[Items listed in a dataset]
::::::::

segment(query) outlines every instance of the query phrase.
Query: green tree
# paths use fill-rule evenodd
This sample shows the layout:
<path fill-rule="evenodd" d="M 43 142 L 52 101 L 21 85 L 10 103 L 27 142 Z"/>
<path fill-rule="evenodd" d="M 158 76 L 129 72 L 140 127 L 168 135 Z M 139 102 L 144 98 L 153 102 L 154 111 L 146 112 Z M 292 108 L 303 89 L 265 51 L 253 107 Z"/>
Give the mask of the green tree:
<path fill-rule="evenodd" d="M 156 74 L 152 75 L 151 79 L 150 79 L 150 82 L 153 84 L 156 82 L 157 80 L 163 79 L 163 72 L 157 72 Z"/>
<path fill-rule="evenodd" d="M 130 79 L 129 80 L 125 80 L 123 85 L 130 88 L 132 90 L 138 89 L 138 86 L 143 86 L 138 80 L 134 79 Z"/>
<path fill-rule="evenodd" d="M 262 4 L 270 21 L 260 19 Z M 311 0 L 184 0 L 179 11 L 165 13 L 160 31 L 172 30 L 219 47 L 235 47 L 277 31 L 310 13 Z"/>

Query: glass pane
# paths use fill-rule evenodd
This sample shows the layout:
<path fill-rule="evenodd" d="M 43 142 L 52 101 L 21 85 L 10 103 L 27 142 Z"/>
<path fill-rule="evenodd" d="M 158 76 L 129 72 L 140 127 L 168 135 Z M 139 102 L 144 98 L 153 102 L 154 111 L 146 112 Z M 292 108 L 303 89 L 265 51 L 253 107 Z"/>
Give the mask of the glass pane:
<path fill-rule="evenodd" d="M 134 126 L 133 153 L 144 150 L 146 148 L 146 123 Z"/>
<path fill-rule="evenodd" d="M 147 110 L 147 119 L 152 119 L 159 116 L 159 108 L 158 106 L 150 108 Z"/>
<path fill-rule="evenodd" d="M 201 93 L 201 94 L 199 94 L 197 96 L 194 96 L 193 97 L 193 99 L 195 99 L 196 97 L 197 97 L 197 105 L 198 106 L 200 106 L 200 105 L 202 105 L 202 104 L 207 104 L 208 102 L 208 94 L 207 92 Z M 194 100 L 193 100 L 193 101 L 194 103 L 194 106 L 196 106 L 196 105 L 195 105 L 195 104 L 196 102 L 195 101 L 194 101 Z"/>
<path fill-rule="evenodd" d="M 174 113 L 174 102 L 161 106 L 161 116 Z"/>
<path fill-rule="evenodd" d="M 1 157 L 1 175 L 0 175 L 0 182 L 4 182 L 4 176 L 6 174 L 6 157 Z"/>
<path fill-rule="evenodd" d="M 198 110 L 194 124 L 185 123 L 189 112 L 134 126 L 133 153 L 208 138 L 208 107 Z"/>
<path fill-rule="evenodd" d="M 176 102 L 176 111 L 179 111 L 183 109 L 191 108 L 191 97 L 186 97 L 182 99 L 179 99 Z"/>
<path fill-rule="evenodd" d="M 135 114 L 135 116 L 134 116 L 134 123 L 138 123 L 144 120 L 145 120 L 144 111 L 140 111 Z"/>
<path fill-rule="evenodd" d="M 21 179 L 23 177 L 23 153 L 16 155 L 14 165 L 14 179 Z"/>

::::::::

- Challenge:
Reproduce all of the records with "Give the mask of the" swapped for "Output the outline of the" everywhere it occurs, keeping everything else unchanged.

- The result:
segment(query) outlines every instance of the query phrase.
Query: green tree
# paths use fill-rule evenodd
This sample shows the layout:
<path fill-rule="evenodd" d="M 43 142 L 52 101 L 21 85 L 10 103 L 27 142 Z"/>
<path fill-rule="evenodd" d="M 158 76 L 129 72 L 140 127 L 168 135 Z M 139 102 L 144 98 L 153 102 L 154 111 L 146 112 Z M 292 108 L 303 89 L 265 51 L 253 107 Z"/>
Output the outline of the green tree:
<path fill-rule="evenodd" d="M 156 74 L 152 75 L 151 79 L 150 79 L 150 82 L 153 84 L 156 82 L 157 80 L 163 79 L 163 72 L 157 72 Z"/>
<path fill-rule="evenodd" d="M 130 79 L 129 80 L 125 80 L 123 85 L 130 88 L 132 90 L 138 89 L 138 86 L 143 86 L 138 80 L 134 79 Z"/>
<path fill-rule="evenodd" d="M 262 4 L 270 21 L 260 19 Z M 311 0 L 184 0 L 179 11 L 165 13 L 160 31 L 172 30 L 219 47 L 235 47 L 277 31 L 310 13 Z"/>

Query: glass pane
# paths use fill-rule evenodd
This sample shows the layout:
<path fill-rule="evenodd" d="M 43 142 L 52 101 L 21 85 L 10 103 L 27 142 Z"/>
<path fill-rule="evenodd" d="M 158 76 L 129 72 L 140 127 L 168 135 Z M 139 102 L 144 98 L 153 102 L 154 111 L 146 112 Z M 292 108 L 303 89 L 265 51 L 253 107 Z"/>
Output the outline of the glass pane:
<path fill-rule="evenodd" d="M 134 126 L 133 153 L 144 150 L 146 148 L 146 123 Z"/>
<path fill-rule="evenodd" d="M 147 110 L 147 119 L 152 119 L 159 116 L 159 108 L 158 106 L 150 108 Z"/>
<path fill-rule="evenodd" d="M 201 93 L 201 94 L 199 94 L 197 96 L 194 96 L 193 97 L 193 99 L 195 99 L 196 97 L 197 97 L 197 105 L 198 106 L 200 106 L 200 105 L 202 105 L 202 104 L 207 104 L 208 102 L 208 94 L 207 92 Z M 194 100 L 193 100 L 193 101 L 194 103 L 194 106 L 196 106 L 196 105 L 195 105 L 195 104 L 196 102 L 195 101 L 194 101 Z"/>
<path fill-rule="evenodd" d="M 174 113 L 174 102 L 161 106 L 161 116 Z"/>
<path fill-rule="evenodd" d="M 1 157 L 1 175 L 0 175 L 0 182 L 4 182 L 4 176 L 6 174 L 6 157 Z"/>
<path fill-rule="evenodd" d="M 198 110 L 194 124 L 185 123 L 189 112 L 134 126 L 133 153 L 208 138 L 208 107 Z"/>
<path fill-rule="evenodd" d="M 176 102 L 176 111 L 179 111 L 183 109 L 191 108 L 191 97 L 186 97 L 182 99 L 179 99 Z"/>
<path fill-rule="evenodd" d="M 135 114 L 135 116 L 134 116 L 134 123 L 138 123 L 144 120 L 145 120 L 144 111 L 140 111 Z"/>
<path fill-rule="evenodd" d="M 21 179 L 23 177 L 23 153 L 16 155 L 14 165 L 14 179 Z"/>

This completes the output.